# Questions in Weinberg The Quantum Theory of Fields Vol 1

1. Mar 3, 2012

### wphysics

I have a few questions about the contents in Weinberg, the Quantum Theory of fields Vol1.

First one : At the end of page 77(Sec 2.6), we got -ζ_σ=ζ_σ±1. From this, we could refer that ζ_σ should be proportional to (-1)^σ. But, in the next page, Weinberg concluded that ζ_σ =ζ(-1)^(j-σ). As I said before, -σ in the exponential of (-1) can be easily understood. But, I don't know why ζ_σ should be proportional to (-1)^j.

Second one : It is about the equation below the equation (3.1.21) (page 112, sec 3.2)
The integral variable of this equation is dα, which is Ʃ_(n1,σ1,n2,σ2,....)∫d^3p1 d^3p2 ....
The paragraph below this equation explains how we get '0' in some cases by using the contour integration about E_α. But, in my opinion, dα does not include dE_α. How can we consider the contour integration about E_α ?

Third one : In the last paragraph of page 156(Sec 3.7), Weinberg said we note that k^l Y_lm(k) is a simple polynomial function of the three ........., so in order for M_........ the coefficients M^j_l's'n',lsn must go as k^(l+1/2)k'^(l+1/2) when k and k' go to zero.
I think k^2l Y_lm(k) is also a simple polynomial function, so why did he choose 'l' specially? In addition, I don't understand how we get k^(1/2)k'^(1/2) in k^(l+1/2)k'^(l+1/2) either.

- - -

### Exercises to complete
(A) Pick out every line of the entries below that contains the string "with", and copy those lines unchanged.
(B) Write the next part of the forum post above about Weinberg's quantum field theory book, picking up after its final sentence.

### Dataset extract

- - -

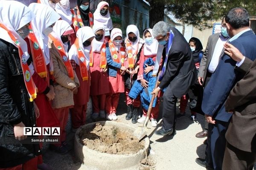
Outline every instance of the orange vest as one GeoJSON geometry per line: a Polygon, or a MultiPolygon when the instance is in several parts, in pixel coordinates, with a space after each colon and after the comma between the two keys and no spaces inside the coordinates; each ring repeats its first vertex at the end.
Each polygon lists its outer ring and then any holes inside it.
{"type": "Polygon", "coordinates": [[[17,45],[19,50],[19,55],[20,58],[20,64],[21,68],[23,72],[23,76],[24,77],[24,82],[26,85],[26,88],[29,95],[30,102],[33,101],[33,100],[36,98],[36,92],[37,89],[35,85],[35,83],[33,81],[32,76],[30,73],[29,66],[26,62],[26,60],[25,58],[24,53],[22,51],[22,49],[20,46],[20,42],[16,39],[15,37],[12,34],[11,31],[3,24],[0,23],[0,27],[6,30],[10,37],[14,42],[17,45]]]}

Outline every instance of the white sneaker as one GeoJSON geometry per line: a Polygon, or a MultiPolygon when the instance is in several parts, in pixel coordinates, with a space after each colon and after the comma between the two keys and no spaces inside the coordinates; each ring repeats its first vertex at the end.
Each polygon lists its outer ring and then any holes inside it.
{"type": "Polygon", "coordinates": [[[99,112],[99,118],[105,119],[106,118],[106,113],[105,110],[100,110],[99,112]]]}
{"type": "Polygon", "coordinates": [[[107,120],[112,120],[112,114],[107,114],[107,120]]]}
{"type": "Polygon", "coordinates": [[[93,120],[96,120],[99,117],[99,113],[93,113],[92,114],[91,118],[93,120]]]}
{"type": "Polygon", "coordinates": [[[117,120],[117,116],[116,116],[116,115],[115,113],[112,113],[112,120],[117,120]]]}
{"type": "Polygon", "coordinates": [[[137,120],[138,123],[143,123],[146,120],[146,116],[144,115],[142,116],[139,119],[137,120]]]}
{"type": "Polygon", "coordinates": [[[153,127],[156,127],[157,125],[157,119],[152,119],[151,120],[151,125],[153,127]]]}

- - -

### Results of the tasks
(A)
Outline every instance of the orange vest as one GeoJSON geometry per line: a Polygon, or a MultiPolygon when the instance is in several parts, in pixel coordinates, with a space after each colon and after the comma between the two keys and no spaces inside the coordinates; each ring repeats its first vertex at the end.
Outline every instance of the white sneaker as one GeoJSON geometry per line: a Polygon, or a MultiPolygon when the instance is in several parts, in pixel coordinates, with a space after each colon and after the comma between the two keys and no spaces inside the coordinates; each ring repeats its first vertex at the end.

(B)
2. Mar 3, 2012

### Ilmrak

It's an arbitrary chose, since $j$ is constant (it labels the irreducible representation your particle transforms with) $(-1)^j$ can be reabsorbed in $\xi$ (which can still depends on $j$).

To answer the other points I'd need to read those contents again, I'll do this as soon as I'll have some more free time

Ilm

3. Mar 3, 2012

### wphysics

Because we choose phase is proportional to (-1)^j, we can get Eq(2.6.26) in Page 80.
As you said, if this choice is arbitrary, we might choose (-1)^(2j) or something else (of course I am not sure...)
Then, Eq(2.6.26) is not true, but has a different proportional constant.
But, as far as I know, Eq(2.6.26) can be verified in experiments..

Why do we choose (-1)^j specifically?

4. Mar 4, 2012

### Ilmrak

We choose $(-1)^j$ so that $(-1)^{j-\sigma}$ is real.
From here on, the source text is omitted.